**Task details:**
From the records below, pick out every line containing the word "mouse" and copy each one unchanged.

**Source material:**
** Begin **

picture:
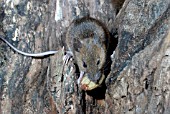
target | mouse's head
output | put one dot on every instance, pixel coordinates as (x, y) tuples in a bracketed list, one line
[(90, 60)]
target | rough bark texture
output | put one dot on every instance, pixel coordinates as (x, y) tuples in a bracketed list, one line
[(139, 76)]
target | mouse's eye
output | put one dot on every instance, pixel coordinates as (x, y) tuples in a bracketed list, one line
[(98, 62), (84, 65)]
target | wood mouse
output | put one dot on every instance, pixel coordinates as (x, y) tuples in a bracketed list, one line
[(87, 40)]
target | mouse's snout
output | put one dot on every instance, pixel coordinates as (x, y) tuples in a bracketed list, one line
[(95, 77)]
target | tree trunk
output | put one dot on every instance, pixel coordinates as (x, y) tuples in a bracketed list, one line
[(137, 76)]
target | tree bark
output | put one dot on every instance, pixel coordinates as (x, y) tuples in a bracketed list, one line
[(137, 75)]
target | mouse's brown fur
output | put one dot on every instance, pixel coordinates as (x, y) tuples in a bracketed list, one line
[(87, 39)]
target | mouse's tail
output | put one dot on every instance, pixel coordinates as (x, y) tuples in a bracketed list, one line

** End **
** Begin **

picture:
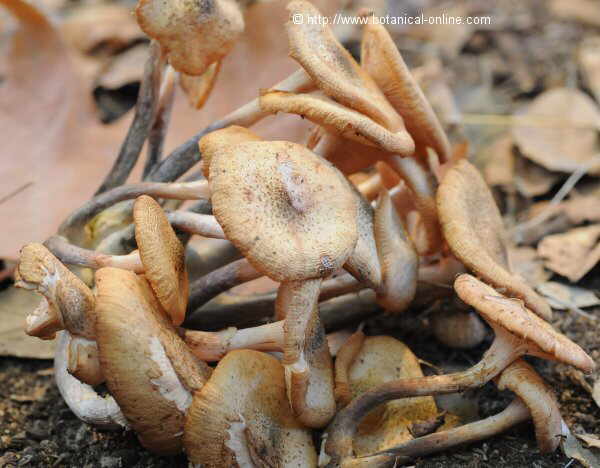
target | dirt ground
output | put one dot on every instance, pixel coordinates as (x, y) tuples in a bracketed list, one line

** End **
** Begin **

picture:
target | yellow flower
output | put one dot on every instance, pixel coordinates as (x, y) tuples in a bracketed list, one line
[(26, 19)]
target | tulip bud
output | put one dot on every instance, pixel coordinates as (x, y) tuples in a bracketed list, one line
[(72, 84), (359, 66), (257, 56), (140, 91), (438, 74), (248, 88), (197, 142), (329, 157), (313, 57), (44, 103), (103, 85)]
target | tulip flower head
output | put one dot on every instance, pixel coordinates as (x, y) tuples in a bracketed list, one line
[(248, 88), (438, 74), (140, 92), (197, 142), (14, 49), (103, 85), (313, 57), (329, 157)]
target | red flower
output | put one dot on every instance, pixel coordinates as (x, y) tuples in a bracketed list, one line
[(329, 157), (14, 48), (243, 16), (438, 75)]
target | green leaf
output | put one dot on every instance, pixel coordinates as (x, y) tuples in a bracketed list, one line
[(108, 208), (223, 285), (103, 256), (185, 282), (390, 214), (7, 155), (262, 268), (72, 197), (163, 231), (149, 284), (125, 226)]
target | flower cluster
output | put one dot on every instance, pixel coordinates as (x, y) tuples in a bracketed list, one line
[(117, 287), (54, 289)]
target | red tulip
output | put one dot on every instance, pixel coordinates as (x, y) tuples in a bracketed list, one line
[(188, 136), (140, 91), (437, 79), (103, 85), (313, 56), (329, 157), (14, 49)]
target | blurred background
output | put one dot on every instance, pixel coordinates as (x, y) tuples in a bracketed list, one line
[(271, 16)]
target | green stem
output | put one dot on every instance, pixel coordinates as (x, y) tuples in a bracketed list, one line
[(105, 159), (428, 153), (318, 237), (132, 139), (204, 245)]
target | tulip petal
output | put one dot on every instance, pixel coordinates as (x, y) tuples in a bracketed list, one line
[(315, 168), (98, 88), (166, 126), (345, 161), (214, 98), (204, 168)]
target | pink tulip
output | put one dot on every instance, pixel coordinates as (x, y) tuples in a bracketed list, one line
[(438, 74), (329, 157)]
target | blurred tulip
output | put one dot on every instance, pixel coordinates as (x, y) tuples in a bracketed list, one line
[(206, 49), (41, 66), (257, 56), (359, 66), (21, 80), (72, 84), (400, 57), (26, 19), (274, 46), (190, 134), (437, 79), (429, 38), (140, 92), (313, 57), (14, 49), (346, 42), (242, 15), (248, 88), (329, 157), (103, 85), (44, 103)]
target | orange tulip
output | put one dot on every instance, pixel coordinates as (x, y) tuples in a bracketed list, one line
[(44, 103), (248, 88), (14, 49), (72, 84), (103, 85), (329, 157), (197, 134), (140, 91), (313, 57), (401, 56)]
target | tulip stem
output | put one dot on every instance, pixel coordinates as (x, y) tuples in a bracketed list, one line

** End **

**Output of the exercise:**
target | mouse's head
target | mouse's eye
target | wood mouse
target | mouse's snout
target | mouse's brown fur
target | mouse's tail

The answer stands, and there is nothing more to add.